Exercise details -
If a line of the entries below includes the word "like", it counts; state the total and nothing further.

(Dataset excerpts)
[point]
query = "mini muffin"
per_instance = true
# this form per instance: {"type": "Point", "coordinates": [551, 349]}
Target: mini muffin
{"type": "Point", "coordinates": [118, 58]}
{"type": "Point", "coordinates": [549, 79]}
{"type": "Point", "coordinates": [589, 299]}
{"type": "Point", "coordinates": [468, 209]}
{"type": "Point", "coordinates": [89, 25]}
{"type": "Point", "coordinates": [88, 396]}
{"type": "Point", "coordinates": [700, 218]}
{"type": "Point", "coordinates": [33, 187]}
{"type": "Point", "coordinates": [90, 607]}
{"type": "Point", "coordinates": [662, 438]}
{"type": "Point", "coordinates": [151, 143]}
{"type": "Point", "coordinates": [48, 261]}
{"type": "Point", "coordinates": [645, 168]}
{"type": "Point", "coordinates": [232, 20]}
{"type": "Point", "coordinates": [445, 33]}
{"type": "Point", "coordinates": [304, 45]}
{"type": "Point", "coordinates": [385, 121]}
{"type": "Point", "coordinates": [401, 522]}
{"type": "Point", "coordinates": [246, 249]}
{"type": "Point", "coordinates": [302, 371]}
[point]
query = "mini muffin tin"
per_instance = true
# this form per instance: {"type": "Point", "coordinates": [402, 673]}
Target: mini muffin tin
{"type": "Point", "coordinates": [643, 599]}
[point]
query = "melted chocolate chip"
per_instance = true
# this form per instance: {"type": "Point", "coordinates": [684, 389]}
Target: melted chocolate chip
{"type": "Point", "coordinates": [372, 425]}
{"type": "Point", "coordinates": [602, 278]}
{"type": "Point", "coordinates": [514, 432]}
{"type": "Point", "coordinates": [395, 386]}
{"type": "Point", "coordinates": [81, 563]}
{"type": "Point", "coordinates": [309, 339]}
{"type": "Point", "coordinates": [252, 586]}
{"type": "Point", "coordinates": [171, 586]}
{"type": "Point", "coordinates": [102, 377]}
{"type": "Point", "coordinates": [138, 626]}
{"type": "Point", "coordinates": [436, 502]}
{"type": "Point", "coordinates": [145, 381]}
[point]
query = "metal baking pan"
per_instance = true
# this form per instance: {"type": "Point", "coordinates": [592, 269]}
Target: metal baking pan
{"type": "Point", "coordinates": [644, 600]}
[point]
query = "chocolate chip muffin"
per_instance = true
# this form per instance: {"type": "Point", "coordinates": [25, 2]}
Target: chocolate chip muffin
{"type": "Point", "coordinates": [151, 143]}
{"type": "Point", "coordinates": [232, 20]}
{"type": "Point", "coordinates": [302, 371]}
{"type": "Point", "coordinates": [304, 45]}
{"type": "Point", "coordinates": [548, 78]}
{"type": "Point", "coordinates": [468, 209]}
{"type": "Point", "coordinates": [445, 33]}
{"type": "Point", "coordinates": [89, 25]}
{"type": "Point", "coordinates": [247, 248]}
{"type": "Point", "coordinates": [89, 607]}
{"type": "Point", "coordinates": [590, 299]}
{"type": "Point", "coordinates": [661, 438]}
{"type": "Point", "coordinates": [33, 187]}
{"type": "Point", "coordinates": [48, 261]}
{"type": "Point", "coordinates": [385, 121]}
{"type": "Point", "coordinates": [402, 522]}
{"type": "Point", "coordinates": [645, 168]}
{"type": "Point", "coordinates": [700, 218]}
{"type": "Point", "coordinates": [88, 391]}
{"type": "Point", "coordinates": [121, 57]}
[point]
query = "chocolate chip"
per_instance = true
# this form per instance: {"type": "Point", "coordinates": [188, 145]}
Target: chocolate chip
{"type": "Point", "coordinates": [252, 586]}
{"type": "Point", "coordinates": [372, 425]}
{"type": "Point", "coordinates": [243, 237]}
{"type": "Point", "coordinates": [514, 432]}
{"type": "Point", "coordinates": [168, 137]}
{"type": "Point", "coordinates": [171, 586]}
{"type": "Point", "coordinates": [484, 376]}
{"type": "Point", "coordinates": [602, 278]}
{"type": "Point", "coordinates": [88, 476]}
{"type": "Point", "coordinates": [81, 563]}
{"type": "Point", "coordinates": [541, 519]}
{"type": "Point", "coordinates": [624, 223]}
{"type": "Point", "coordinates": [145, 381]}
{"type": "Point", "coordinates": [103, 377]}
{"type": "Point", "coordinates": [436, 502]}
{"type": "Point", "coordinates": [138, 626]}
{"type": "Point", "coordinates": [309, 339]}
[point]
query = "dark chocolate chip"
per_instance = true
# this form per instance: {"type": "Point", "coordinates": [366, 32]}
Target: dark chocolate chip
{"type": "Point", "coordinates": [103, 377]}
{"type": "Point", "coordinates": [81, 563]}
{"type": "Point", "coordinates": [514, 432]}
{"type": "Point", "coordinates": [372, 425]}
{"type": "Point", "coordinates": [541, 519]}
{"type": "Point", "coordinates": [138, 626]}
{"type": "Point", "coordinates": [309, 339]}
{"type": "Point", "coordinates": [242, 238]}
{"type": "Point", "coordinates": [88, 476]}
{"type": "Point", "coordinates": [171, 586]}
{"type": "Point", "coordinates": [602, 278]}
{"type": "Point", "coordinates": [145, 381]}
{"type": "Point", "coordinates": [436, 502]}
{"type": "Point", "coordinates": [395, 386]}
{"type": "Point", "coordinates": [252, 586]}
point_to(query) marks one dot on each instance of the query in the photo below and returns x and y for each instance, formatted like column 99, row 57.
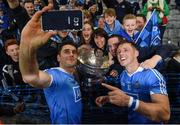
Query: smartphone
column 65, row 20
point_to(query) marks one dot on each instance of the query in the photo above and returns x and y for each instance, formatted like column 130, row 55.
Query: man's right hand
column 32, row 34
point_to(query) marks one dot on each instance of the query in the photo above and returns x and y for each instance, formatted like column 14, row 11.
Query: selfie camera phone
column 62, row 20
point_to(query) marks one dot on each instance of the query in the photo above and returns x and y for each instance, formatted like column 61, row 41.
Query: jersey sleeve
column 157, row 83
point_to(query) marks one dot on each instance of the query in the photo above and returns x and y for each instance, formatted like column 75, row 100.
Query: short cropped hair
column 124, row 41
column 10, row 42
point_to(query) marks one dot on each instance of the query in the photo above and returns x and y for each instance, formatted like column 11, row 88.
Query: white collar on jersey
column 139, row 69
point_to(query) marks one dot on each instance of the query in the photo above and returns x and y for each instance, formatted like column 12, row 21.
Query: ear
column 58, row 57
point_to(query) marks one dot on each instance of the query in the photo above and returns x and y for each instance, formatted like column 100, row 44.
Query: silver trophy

Reply to the task -
8